SHORT PROBLEM: Show every line in the records below that contains the word "photo". Copy each of those lines in full.
Start of RECORDS TO USE
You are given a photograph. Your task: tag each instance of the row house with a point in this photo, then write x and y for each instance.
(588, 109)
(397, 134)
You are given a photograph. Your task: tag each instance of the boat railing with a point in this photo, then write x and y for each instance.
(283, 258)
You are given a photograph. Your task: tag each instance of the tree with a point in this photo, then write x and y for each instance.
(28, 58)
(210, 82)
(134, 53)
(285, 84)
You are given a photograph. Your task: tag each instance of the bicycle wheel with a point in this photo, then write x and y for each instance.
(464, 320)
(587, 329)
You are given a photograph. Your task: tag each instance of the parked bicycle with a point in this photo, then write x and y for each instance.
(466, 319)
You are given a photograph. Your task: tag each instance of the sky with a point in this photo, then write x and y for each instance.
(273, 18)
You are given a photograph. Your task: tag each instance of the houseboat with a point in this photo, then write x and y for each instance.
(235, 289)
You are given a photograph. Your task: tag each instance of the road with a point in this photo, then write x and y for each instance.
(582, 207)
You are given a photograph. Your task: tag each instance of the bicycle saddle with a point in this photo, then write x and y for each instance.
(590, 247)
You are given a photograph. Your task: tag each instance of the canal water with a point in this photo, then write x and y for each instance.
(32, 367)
End of RECORDS TO USE
Start of RECORDS TO USE
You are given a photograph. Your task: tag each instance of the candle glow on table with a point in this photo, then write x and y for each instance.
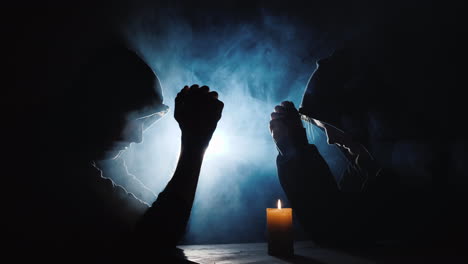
End of RECORDS TO USE
ANSWER FOR THIS EXERCISE:
You are given a photograph. Your task: tag each instance of the row house with a point in this photo, then write x and y for each instance.
You are given a photograph. Your task: tag each instance of the boat railing with a point in this photo, then write x and y for each instance.
You are given a photograph. Your task: tag each instance of the tree with a point in this photo, then write x and y for each instance.
You are given a photograph. Your task: tag each instance of the bicycle wheel with a point in this photo, then write x and y for each instance.
You are given a photograph. Your task: tag each instance of the parked bicycle with a point in this photo, then write x and y for each instance.
You are given a photograph. Your task: tag each instance of the sky with a point in this photo, then write x and y for each instance.
You are given a photograph. Your task: tag each instance of the houseboat with a point in this photo, then write x and y for each instance.
You are given a photograph. Your task: tag each instance of the road with a point in this photo, then write x and y for each instance.
You are given a photograph. Your task: tag each instance of the bicycle saddle with a point in this photo, then write x and y for each instance.
You are given a photograph. Your task: tag each instance of the canal water with a point in this photo, then write x and y for each instance.
You are given a photograph. Your task: tag each instance of the candle glow on table with a point in this photo, then write x and y for each instance.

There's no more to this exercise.